## Task directions
Rewrite the items from the start of the records through the line containing "<point>108,388</point>", requests included, moving each point coordinate in the answers (both x and y) by -29.

## Data for this exercise
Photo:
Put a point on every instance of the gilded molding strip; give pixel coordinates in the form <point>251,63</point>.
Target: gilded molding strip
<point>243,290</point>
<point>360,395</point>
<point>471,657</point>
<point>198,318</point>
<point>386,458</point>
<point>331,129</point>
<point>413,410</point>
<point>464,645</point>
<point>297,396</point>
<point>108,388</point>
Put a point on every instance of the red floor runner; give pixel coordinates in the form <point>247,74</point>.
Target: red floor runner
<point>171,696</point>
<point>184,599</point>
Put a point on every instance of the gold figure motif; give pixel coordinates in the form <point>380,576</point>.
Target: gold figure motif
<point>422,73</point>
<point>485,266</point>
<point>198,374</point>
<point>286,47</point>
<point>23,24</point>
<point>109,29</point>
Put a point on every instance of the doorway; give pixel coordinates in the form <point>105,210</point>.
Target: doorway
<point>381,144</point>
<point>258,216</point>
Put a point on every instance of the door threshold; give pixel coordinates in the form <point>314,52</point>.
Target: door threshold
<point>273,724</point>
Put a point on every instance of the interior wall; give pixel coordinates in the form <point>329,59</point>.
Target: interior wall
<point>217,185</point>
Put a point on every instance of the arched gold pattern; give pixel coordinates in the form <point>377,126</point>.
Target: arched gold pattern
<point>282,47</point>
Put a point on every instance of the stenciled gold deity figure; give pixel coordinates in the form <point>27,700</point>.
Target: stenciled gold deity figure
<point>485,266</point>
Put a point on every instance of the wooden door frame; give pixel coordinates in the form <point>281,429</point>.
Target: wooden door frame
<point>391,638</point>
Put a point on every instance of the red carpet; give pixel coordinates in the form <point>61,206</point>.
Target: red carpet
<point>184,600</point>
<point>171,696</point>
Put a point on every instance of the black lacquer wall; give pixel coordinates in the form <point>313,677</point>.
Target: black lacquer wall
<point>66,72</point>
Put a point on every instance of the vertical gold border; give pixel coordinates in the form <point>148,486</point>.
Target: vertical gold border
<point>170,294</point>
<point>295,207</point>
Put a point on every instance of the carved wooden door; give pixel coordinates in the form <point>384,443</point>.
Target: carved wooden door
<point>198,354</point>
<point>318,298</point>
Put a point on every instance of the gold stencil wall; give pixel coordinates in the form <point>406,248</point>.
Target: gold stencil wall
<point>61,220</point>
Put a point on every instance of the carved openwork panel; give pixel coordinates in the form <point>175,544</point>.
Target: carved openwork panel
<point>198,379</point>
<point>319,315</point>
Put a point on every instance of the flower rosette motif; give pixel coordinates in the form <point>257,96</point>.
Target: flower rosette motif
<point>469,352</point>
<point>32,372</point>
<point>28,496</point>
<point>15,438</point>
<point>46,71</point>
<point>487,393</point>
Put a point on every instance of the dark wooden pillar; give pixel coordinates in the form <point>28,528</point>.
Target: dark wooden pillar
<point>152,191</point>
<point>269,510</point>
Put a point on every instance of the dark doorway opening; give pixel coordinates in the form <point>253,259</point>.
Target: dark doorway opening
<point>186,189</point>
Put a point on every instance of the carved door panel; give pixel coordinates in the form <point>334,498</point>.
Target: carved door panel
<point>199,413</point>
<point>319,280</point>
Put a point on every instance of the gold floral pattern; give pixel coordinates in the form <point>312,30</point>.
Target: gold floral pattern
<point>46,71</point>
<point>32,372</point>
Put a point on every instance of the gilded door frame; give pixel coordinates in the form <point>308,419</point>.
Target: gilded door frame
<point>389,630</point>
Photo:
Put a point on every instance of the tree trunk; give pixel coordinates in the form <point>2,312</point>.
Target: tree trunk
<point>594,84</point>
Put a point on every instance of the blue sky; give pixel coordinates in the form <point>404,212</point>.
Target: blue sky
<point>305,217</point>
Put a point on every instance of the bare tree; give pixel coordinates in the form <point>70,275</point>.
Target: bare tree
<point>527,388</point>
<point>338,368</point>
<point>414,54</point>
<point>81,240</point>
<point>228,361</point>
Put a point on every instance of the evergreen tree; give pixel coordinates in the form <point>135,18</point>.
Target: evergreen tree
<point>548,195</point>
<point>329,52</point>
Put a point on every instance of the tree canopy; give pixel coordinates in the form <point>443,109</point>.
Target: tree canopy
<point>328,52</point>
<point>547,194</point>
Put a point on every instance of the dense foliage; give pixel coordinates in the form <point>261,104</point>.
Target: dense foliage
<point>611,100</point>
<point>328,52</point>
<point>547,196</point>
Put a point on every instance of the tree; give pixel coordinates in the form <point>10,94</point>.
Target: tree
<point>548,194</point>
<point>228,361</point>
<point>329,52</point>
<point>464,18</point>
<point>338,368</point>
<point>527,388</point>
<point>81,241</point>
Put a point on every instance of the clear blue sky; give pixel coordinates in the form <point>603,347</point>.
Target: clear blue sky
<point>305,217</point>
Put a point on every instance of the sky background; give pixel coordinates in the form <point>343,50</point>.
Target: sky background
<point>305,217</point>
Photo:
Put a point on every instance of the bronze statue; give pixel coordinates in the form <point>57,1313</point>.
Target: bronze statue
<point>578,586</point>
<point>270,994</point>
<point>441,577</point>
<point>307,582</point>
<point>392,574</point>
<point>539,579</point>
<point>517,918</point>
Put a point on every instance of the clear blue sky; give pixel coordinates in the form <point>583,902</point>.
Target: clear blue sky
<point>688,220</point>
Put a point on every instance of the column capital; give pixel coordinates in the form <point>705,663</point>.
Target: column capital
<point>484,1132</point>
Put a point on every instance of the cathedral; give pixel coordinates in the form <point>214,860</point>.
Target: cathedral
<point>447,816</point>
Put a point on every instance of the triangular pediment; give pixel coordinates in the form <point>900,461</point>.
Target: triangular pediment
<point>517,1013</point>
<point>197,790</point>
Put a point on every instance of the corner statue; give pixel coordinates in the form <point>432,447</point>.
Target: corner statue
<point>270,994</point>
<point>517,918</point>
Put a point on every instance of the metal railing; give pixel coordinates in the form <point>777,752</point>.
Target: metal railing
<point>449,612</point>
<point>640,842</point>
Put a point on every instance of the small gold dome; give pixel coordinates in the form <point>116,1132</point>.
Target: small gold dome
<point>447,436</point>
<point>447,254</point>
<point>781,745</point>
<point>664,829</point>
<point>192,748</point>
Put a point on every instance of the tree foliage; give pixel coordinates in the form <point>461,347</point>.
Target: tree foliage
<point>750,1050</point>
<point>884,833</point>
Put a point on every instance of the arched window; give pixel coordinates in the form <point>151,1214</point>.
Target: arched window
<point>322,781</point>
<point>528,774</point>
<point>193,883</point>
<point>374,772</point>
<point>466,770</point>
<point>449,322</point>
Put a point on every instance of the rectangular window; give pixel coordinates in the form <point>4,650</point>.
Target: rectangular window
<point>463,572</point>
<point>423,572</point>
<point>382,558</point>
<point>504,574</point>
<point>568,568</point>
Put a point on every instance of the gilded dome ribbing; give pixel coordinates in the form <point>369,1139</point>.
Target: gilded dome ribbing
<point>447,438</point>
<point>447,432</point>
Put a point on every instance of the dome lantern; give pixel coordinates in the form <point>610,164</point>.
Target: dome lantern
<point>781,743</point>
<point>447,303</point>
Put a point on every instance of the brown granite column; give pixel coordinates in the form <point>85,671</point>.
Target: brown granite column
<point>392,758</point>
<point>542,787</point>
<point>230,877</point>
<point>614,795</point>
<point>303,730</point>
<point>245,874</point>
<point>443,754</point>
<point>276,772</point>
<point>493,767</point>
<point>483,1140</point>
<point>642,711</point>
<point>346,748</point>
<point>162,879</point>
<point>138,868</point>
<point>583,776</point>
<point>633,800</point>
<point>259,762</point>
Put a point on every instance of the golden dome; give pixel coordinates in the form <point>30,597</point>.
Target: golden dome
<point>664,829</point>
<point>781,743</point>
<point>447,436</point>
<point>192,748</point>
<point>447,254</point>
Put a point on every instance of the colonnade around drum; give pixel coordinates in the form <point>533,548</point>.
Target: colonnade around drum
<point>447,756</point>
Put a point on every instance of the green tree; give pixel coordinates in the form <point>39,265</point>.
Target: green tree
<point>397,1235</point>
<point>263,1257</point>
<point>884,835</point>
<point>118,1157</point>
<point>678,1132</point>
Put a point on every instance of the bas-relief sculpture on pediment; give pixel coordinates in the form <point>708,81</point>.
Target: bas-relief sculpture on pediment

## Complete response
Photo:
Put a point on every instance of the gilded molding strip; give pixel coordinates in the form <point>251,63</point>.
Target: gilded molding strip
<point>214,261</point>
<point>331,366</point>
<point>442,628</point>
<point>169,289</point>
<point>357,429</point>
<point>302,100</point>
<point>384,381</point>
<point>435,616</point>
<point>268,367</point>
<point>79,359</point>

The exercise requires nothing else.